## [What the exercise asks]
Give back the line in the listing below that contains "with detecting cloud." and all remaining lines, retyped exactly, through the last line.

## [Provided information]

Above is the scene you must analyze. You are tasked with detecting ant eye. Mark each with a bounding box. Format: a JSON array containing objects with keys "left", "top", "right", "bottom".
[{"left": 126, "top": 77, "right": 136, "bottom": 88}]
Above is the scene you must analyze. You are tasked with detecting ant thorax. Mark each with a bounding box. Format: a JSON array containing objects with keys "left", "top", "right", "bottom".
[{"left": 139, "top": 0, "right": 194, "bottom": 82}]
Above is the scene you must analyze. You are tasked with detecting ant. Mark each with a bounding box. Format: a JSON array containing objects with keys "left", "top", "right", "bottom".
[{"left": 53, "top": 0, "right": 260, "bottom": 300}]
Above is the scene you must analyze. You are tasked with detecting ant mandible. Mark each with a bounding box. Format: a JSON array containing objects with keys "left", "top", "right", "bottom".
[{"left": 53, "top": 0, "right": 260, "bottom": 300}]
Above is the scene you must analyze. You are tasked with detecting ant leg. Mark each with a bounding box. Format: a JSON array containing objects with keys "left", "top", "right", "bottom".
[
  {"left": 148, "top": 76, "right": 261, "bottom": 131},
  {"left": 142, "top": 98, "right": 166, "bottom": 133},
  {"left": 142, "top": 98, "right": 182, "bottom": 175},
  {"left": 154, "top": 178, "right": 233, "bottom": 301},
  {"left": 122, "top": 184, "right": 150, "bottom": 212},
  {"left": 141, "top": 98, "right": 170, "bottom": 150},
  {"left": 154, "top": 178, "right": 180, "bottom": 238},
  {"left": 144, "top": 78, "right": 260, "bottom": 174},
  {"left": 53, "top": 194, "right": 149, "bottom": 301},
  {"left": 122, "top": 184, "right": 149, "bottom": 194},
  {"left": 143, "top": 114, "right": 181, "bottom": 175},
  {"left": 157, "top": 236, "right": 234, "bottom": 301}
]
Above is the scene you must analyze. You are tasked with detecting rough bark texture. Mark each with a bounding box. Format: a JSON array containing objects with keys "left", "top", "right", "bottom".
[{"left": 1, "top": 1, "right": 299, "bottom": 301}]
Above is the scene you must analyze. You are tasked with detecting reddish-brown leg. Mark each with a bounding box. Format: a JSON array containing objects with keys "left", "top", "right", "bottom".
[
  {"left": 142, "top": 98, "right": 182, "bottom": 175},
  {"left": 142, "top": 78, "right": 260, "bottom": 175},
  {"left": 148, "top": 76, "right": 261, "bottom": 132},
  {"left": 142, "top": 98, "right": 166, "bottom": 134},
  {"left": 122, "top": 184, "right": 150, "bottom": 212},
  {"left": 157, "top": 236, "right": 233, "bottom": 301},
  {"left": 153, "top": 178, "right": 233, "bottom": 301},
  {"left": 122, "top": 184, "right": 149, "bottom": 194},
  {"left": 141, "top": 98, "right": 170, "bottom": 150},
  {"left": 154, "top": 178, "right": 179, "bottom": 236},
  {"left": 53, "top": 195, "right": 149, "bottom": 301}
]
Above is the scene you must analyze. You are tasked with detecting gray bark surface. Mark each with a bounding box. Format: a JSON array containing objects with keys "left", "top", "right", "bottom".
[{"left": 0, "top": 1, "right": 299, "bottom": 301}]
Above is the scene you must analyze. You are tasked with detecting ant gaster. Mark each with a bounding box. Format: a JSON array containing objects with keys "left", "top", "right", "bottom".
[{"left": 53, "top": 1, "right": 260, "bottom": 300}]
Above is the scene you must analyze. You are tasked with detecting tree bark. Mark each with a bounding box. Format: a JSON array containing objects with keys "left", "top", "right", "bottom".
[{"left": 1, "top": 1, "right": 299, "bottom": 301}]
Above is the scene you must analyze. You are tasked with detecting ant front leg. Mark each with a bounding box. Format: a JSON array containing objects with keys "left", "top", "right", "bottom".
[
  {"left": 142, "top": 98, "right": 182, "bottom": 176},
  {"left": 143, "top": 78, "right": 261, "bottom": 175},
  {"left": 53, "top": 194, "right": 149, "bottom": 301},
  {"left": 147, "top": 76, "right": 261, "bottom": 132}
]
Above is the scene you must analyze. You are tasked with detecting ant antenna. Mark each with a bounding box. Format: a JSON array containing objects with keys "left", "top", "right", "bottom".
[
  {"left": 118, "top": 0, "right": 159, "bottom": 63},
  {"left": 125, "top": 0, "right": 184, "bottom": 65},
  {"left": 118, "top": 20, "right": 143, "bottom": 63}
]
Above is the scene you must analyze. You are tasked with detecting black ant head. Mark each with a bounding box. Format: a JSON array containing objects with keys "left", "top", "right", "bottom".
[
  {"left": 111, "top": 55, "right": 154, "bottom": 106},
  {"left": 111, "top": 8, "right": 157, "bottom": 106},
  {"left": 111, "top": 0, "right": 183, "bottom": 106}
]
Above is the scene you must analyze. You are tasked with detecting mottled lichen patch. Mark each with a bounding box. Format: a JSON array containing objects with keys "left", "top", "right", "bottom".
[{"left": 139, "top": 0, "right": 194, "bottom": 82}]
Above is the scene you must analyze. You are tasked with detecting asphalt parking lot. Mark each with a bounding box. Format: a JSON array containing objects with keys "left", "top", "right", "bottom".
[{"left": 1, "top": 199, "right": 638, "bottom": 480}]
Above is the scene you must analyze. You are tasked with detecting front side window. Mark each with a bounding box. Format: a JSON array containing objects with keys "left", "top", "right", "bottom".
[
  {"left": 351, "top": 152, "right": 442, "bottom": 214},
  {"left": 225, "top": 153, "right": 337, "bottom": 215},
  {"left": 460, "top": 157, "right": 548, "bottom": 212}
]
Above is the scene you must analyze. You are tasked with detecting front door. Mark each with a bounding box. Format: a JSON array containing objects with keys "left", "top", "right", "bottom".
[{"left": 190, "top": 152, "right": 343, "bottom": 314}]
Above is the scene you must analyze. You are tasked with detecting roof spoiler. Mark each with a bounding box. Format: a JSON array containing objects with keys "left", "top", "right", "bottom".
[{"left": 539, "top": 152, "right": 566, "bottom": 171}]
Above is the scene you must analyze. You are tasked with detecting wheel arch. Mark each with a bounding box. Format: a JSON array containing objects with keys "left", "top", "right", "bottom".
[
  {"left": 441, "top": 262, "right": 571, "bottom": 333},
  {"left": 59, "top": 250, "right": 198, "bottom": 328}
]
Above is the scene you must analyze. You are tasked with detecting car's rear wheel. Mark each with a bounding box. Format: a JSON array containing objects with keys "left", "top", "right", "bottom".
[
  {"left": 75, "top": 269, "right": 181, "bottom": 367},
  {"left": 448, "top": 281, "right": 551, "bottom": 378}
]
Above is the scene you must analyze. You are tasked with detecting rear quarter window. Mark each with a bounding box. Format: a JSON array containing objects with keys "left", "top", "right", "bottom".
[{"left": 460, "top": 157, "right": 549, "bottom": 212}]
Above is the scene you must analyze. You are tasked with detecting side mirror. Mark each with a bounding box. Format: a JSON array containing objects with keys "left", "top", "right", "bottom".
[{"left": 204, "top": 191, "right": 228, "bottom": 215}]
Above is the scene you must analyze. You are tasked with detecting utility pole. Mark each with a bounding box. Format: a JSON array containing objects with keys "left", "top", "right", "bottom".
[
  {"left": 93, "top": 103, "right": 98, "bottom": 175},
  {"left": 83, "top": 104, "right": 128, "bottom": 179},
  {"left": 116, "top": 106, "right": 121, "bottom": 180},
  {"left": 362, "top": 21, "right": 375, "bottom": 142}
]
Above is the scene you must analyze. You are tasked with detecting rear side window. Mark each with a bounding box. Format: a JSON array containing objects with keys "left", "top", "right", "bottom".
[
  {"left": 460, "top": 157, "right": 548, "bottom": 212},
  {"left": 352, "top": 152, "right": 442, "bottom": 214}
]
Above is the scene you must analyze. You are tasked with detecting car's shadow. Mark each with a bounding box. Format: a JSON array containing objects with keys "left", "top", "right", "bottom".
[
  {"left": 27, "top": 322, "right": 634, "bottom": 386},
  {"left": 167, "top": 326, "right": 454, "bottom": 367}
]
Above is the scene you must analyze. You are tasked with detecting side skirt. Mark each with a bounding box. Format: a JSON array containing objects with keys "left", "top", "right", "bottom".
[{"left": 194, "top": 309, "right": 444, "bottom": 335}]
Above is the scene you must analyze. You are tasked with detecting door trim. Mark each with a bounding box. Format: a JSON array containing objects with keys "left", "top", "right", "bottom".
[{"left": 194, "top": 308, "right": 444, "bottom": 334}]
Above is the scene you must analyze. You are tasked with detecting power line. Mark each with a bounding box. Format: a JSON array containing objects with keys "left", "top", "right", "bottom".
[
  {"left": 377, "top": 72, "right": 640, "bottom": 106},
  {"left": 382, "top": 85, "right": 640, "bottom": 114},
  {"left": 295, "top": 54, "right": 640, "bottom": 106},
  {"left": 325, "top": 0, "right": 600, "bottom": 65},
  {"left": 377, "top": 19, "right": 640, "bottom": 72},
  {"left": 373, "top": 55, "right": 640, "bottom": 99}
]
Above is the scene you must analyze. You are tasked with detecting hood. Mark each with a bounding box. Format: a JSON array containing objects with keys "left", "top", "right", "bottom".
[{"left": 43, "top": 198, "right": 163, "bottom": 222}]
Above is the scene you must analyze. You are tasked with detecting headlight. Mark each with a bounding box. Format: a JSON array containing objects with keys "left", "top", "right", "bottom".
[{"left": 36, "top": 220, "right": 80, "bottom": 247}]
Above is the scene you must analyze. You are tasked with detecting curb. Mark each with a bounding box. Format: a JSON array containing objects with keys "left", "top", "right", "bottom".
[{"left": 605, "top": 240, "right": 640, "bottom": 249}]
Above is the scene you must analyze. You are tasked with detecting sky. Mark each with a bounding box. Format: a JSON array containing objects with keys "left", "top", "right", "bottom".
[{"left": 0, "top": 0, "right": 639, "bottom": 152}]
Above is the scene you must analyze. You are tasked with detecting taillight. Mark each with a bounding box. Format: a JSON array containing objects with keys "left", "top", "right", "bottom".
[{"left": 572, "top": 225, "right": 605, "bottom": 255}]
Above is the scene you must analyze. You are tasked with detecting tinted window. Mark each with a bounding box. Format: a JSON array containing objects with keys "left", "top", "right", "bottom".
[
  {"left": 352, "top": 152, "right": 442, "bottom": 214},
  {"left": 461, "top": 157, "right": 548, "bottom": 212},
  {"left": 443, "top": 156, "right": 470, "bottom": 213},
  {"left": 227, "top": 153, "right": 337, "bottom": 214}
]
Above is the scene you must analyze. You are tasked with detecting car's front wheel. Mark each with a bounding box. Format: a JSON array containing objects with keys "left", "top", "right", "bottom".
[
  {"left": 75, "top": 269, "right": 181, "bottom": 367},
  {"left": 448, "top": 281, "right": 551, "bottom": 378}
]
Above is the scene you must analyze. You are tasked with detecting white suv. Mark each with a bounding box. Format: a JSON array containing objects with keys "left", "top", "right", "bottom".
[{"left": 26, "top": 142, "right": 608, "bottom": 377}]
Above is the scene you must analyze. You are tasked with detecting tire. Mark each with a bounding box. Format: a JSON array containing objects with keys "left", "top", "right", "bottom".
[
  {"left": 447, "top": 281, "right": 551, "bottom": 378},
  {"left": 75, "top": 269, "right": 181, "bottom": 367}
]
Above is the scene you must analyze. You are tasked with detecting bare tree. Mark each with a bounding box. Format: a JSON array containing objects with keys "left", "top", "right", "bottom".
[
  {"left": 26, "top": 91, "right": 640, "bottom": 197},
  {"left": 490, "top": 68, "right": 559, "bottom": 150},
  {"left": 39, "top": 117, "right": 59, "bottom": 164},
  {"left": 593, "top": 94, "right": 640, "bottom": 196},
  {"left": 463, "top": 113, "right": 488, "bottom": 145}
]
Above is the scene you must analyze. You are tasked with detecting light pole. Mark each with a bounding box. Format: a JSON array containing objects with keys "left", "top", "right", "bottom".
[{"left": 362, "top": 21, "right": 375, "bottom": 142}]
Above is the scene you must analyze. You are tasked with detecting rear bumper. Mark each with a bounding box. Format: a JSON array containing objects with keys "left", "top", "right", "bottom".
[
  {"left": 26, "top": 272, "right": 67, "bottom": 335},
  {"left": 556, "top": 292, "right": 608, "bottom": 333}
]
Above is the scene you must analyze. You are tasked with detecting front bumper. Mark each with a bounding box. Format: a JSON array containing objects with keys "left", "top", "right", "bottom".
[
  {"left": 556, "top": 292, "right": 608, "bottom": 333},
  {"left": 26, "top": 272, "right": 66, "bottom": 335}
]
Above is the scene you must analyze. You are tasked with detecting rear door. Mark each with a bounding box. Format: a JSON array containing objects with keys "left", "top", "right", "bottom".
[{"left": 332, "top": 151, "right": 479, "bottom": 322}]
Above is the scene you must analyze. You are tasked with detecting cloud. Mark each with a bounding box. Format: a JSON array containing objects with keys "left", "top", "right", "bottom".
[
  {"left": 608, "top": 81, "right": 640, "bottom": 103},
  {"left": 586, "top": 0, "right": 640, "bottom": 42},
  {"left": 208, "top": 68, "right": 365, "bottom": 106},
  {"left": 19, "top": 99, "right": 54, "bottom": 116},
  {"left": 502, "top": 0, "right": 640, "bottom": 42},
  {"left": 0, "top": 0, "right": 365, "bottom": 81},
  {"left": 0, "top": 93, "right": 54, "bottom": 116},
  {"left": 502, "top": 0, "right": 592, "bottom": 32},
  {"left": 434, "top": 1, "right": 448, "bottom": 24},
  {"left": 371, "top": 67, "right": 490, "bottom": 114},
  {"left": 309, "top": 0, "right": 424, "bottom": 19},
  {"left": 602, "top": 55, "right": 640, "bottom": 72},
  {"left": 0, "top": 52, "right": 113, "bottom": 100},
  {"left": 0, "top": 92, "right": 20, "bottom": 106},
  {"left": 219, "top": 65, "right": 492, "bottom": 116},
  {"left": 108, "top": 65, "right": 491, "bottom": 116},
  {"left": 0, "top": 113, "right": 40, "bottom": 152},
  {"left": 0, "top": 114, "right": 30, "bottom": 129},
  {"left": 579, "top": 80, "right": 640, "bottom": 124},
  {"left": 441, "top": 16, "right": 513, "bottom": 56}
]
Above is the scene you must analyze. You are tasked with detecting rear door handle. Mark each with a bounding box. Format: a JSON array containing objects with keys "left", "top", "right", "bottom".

## [Reply]
Above is the scene you must analyze. You are tasked with detecting cloud. Mark each with a bounding box. Format: a JSON array containing objects with keys "left", "top", "right", "bottom".
[
  {"left": 608, "top": 81, "right": 640, "bottom": 103},
  {"left": 586, "top": 0, "right": 640, "bottom": 42},
  {"left": 208, "top": 68, "right": 365, "bottom": 106},
  {"left": 19, "top": 99, "right": 54, "bottom": 116},
  {"left": 502, "top": 0, "right": 640, "bottom": 42},
  {"left": 0, "top": 0, "right": 365, "bottom": 81},
  {"left": 0, "top": 93, "right": 54, "bottom": 116},
  {"left": 502, "top": 0, "right": 592, "bottom": 32},
  {"left": 434, "top": 1, "right": 448, "bottom": 24},
  {"left": 371, "top": 67, "right": 490, "bottom": 114},
  {"left": 309, "top": 0, "right": 424, "bottom": 19},
  {"left": 602, "top": 55, "right": 640, "bottom": 72},
  {"left": 0, "top": 52, "right": 113, "bottom": 100},
  {"left": 0, "top": 92, "right": 20, "bottom": 106},
  {"left": 219, "top": 65, "right": 492, "bottom": 116},
  {"left": 108, "top": 65, "right": 491, "bottom": 116},
  {"left": 0, "top": 113, "right": 40, "bottom": 152},
  {"left": 0, "top": 114, "right": 30, "bottom": 129},
  {"left": 579, "top": 80, "right": 640, "bottom": 124},
  {"left": 441, "top": 16, "right": 513, "bottom": 56}
]
Above is the scene you must analyze. You are tasked with detecting rear door handle. Mark each with a bounding box. Format: a JSON array containing objects with keys "left", "top", "right", "bottom".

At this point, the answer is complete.